Pointing entries for named objects:
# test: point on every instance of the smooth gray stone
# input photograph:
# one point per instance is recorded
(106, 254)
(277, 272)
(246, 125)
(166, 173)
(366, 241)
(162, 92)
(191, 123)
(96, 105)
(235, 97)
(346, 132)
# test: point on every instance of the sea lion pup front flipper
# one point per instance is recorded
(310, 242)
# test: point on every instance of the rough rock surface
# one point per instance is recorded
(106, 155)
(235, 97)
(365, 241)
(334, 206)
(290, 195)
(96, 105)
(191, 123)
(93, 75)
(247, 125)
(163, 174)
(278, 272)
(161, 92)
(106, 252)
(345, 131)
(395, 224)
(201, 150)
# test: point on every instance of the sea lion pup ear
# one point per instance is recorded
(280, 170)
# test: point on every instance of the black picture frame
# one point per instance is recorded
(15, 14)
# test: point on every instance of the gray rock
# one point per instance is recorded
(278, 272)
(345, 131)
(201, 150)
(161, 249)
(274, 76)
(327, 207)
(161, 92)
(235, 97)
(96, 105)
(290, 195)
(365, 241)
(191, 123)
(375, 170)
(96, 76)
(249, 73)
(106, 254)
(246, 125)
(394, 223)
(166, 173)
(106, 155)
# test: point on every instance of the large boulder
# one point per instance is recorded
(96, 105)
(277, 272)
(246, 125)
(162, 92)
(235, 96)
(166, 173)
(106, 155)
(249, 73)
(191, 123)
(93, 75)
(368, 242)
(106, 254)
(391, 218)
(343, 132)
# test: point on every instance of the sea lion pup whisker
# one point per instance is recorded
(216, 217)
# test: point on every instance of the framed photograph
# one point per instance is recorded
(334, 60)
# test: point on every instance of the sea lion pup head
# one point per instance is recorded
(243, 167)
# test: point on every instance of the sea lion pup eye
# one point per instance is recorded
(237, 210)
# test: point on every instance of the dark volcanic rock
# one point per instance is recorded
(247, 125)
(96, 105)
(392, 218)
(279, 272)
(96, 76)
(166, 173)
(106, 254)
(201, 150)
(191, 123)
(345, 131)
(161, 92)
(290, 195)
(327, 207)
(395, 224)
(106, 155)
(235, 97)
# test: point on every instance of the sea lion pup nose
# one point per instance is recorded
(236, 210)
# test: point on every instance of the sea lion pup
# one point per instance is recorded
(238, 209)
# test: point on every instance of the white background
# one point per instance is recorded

■ **Given task**:
Turn every line of the rows above into a JSON list of strings, one string per line, and omit any blank lines.

■ **Output of the task**:
[
  "# test: point on every instance of the smooth gray stone",
  "# input photograph:",
  "# one point per instance is recorded",
  "(106, 254)",
  "(277, 272)",
  "(246, 125)",
  "(166, 173)",
  "(366, 241)",
  "(162, 92)",
  "(191, 123)",
  "(96, 105)",
  "(235, 97)",
  "(346, 132)",
  "# test: point on every instance of the sea lion pup front flipper",
  "# one point per instance is recorded",
  "(310, 242)",
  "# test: point on every instance of the rough rock surface",
  "# one point per instance is recorded",
  "(106, 155)",
  "(235, 97)",
  "(365, 241)",
  "(334, 206)",
  "(290, 195)",
  "(96, 105)",
  "(191, 123)",
  "(93, 75)",
  "(247, 125)",
  "(163, 174)",
  "(278, 272)",
  "(161, 92)",
  "(106, 252)",
  "(345, 131)",
  "(395, 224)",
  "(201, 150)",
  "# test: point on every instance of the sea lion pup ear",
  "# one point per instance is recorded",
  "(280, 170)",
  "# test: point on every instance of the black picture frame",
  "# one point per instance is recorded",
  "(15, 14)",
  "# test: point on every instance of the gray rock",
  "# one point per instance is recorded",
  "(278, 272)",
  "(345, 131)",
  "(201, 150)",
  "(161, 249)",
  "(274, 76)",
  "(327, 207)",
  "(161, 92)",
  "(235, 97)",
  "(96, 105)",
  "(290, 195)",
  "(365, 241)",
  "(191, 123)",
  "(375, 170)",
  "(96, 76)",
  "(249, 73)",
  "(106, 254)",
  "(246, 125)",
  "(394, 223)",
  "(166, 173)",
  "(106, 155)",
  "# test: point on every instance of the large boulder",
  "# one point per instance is recorded",
  "(96, 105)",
  "(277, 272)",
  "(246, 125)",
  "(162, 92)",
  "(235, 96)",
  "(166, 173)",
  "(106, 155)",
  "(249, 73)",
  "(191, 123)",
  "(93, 75)",
  "(368, 242)",
  "(106, 254)",
  "(391, 218)",
  "(343, 132)",
  "# test: point on every instance of the sea lion pup whisker",
  "# one point per instance is recorded",
  "(216, 217)",
  "# test: point on every instance of the framed photograph",
  "# one point per instance is recorded",
  "(334, 60)",
  "# test: point on every instance of the sea lion pup head",
  "# one point per instance is recorded",
  "(243, 167)",
  "# test: point on every instance of the sea lion pup eye",
  "# one point per instance is recorded",
  "(237, 210)",
  "# test: point on every instance of the dark volcanic rock",
  "# one point per instance is recorded",
  "(247, 125)",
  "(96, 105)",
  "(392, 218)",
  "(279, 272)",
  "(96, 76)",
  "(166, 173)",
  "(106, 254)",
  "(201, 150)",
  "(191, 123)",
  "(345, 131)",
  "(161, 92)",
  "(290, 195)",
  "(327, 207)",
  "(395, 224)",
  "(106, 155)",
  "(235, 97)",
  "# test: point on every instance of the sea lion pup nose",
  "# one point per instance is recorded",
  "(236, 210)",
  "# test: point on every instance of the sea lion pup",
  "# one point per instance is recorded",
  "(238, 209)",
  "# test: point on every instance of the white background",
  "# one point per instance is recorded"
]